→ **Recorded data**:
-- Opening Marker --
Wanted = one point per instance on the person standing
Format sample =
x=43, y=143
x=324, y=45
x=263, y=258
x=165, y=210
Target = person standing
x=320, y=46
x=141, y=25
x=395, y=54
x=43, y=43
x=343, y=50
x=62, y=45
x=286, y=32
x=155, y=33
-- Closing Marker --
→ **Task details**: The answer must be the full listing, returned exactly as given.

→ **Solution to this exercise**:
Wanted = one point per instance on the person standing
Format sample =
x=43, y=143
x=324, y=45
x=263, y=258
x=165, y=210
Target = person standing
x=320, y=46
x=141, y=25
x=395, y=54
x=43, y=43
x=343, y=50
x=62, y=45
x=286, y=32
x=155, y=33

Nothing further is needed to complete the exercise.